# What the task asks
Could you rewrite the material below as a numbered list, from the line with "Would you mind pointing to the smartphone" up to and including the last line of the material, skipping blank lines and leaving out the picture markers?

-------- Supplied information

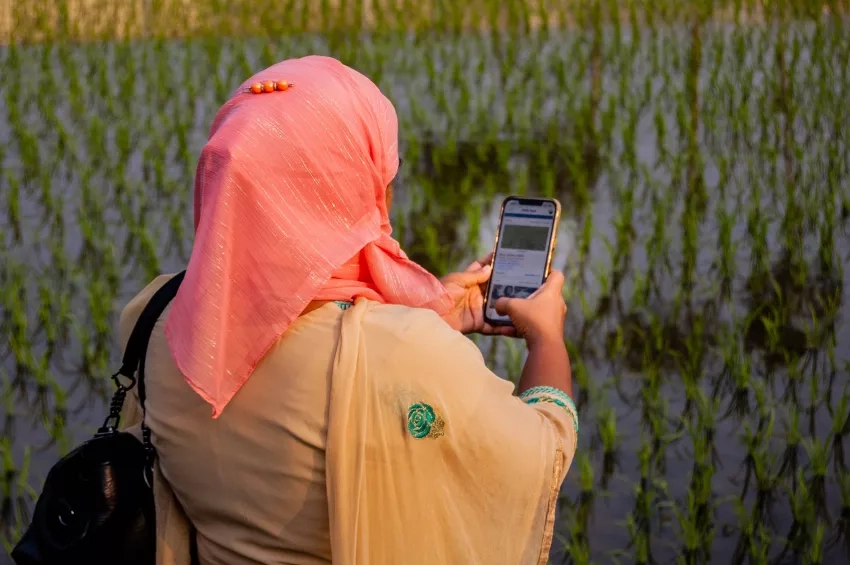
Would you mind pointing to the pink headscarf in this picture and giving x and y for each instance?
(289, 207)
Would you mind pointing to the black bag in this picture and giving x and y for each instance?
(97, 504)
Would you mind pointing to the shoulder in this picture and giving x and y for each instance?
(131, 312)
(419, 336)
(406, 326)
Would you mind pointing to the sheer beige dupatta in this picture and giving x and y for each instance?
(430, 458)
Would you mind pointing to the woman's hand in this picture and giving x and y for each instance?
(467, 289)
(540, 317)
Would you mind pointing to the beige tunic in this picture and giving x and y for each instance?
(374, 434)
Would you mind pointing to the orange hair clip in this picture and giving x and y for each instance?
(269, 86)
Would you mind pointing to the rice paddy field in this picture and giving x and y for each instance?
(700, 152)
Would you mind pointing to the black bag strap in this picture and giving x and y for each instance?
(133, 362)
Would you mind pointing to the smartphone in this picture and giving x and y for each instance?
(523, 251)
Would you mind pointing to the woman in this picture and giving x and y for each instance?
(352, 421)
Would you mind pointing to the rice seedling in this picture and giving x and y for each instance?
(697, 149)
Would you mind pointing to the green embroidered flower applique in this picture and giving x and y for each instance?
(423, 422)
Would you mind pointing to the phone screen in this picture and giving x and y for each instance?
(519, 265)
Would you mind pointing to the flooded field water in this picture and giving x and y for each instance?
(704, 172)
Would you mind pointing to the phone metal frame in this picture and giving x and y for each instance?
(553, 240)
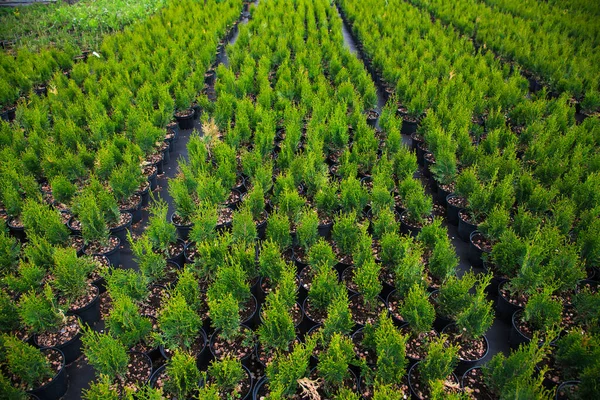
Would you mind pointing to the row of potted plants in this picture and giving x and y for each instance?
(238, 186)
(45, 39)
(45, 278)
(497, 197)
(542, 49)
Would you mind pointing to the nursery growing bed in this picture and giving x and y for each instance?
(80, 373)
(224, 145)
(499, 334)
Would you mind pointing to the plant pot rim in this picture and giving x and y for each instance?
(178, 225)
(248, 395)
(62, 367)
(68, 342)
(112, 251)
(201, 332)
(88, 305)
(213, 336)
(410, 385)
(485, 339)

----------------

# Result for this exercise
1. Would you mind pointing to the smartphone in this picture and giving x and y for each instance?
2. (523, 251)
3. Would you mind pointing to the woman in this picture and giving x and y for each instance?
4. (352, 421)
5. Would you mind pointing to the rice seedling in this picture and giving x and y for each instance?
6. (697, 149)
7. Would you mind pointing to the green embroidered flower applique in this picture and giving x and y for each instance?
8. (423, 422)
9. Would you mind pointing to the phone screen in this picture and giving x and y for each instance?
10. (519, 265)
11. Would you mind pointing to the flooded field water in this picture and giving x and y for each instance?
12. (704, 172)
13. Would you mind pointing to the phone metal frame in this picture and giving x and y for each instance?
14. (553, 240)
15. Would you mind pointing to the row of potted plants in this picture and giving x and y for each instance?
16. (238, 186)
17. (45, 39)
18. (45, 278)
19. (497, 197)
20. (542, 49)
21. Would you mind pointing to the nursery growing bed in this picture and giving x and y for each instance?
22. (80, 373)
23. (224, 145)
24. (499, 334)
25. Would you mind pointing to the plant pot rim in this picture and giving x and y for each instance?
26. (178, 225)
27. (248, 395)
28. (62, 367)
29. (68, 342)
30. (112, 251)
31. (201, 332)
32. (88, 305)
33. (213, 336)
34. (410, 385)
35. (485, 339)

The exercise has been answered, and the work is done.